Using formatting machinery like println! creates a number of things on the stack. Expanding the macros used in your code:

fn useless_function(x: usize) {
    if x > 0 {
        {
            ::std::io::_print(::core::fmt::Arguments::new_v1(
                &["", "\n"],
                &match (&get_rsp(),) {
                    (arg0,) => [::core::fmt::ArgumentV1::new(
                        arg0,
                        ::core::fmt::LowerHex::fmt,
                    )],
                },
            ));
        };
        useless_function(x - 1);
    }
}

I believe that those structs consume the majority of the space. As an attempt to prove that, I printed the size of the value created by format_args, which is used by println!:

let sz = std::mem::size_of_val(&format_args!("{:x}", get_rsp()));
println!("{}", sz);

This shows that it is 48 bytes.

See also:


Something like this should remove the printing from the equation, but the compiler / optimizer ignores the inline(never) hint here and inlines it anyway, resulting in the sequential values all being the same.

/// SAFETY:
/// The length of `rsp` and the value of `x` must always match
#[inline(never)]
unsafe fn useless_function(x: usize, rsp: &mut [usize]) {
    if x > 0 {
        *rsp.get_unchecked_mut(0) = get_rsp();
        useless_function(x - 1, rsp.get_unchecked_mut(1..));
    }
}

fn main() {
    unsafe {
        let mut rsp = [0; 10];
        useless_function(rsp.len(), &mut rsp);

        for w in rsp.windows(2) {
            println!("{}", w[0] - w[1]);
        }
    }
}

That said, you can make the function public and look at its assembly anyway (lightly cleaned):

playground::useless_function:
    pushq   %r15
    pushq   %r14
    pushq   %rbx
    testq   %rdi, %rdi
    je  .LBB6_3
    movq    %rsi, %r14
    movq    %rdi, %r15
    xorl    %ebx, %ebx

.LBB6_2:
    callq   playground::get_rsp
    movq    %rax, (%r14,%rbx,8)
    addq    $1, %rbx
    cmpq    %rbx, %r15
    jne .LBB6_2

.LBB6_3:
    popq    %rbx
    popq    %r14
    popq    %r15
    retq

but in debug mode each frame still takes 80 bytes

Compare the unoptimized assembly:

playground::useless_function:
    subq    $104, %rsp
    movq    %rdi, 80(%rsp)
    movq    %rsi, 88(%rsp)
    movq    %rdx, 96(%rsp)
    cmpq    $0, %rdi
    movq    %rdi, 56(%rsp)                  # 8-byte Spill
    movq    %rsi, 48(%rsp)                  # 8-byte Spill
    movq    %rdx, 40(%rsp)                  # 8-byte Spill
    ja  .LBB44_2
    jmp .LBB44_8

.LBB44_2:
    callq   playground::get_rsp
    movq    %rax, 32(%rsp)                  # 8-byte Spill
    xorl    %eax, %eax
    movl    %eax, %edx
    movq    48(%rsp), %rdi                  # 8-byte Reload
    movq    40(%rsp), %rsi                  # 8-byte Reload
    callq   core::slice::<impl [T]>::get_unchecked_mut
    movq    %rax, 24(%rsp)                  # 8-byte Spill
    movq    24(%rsp), %rax                  # 8-byte Reload
    movq    32(%rsp), %rcx                  # 8-byte Reload
    movq    %rcx, (%rax)
__________
• _What to work on_: Output the part of the stack-usage text starting with "This shows that" and going on through "being the same.", character for character.

• _Recorded information_:
__________
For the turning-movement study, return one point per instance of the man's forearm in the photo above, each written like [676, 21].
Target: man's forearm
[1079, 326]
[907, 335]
__________
• _Result of the exercise_:
This shows that it is 48 bytes.

See also:


Something like this should remove the printing from the equation, but the compiler / optimizer ignores the inline(never) hint here and inlines it anyway, resulting in the sequential values all being the same.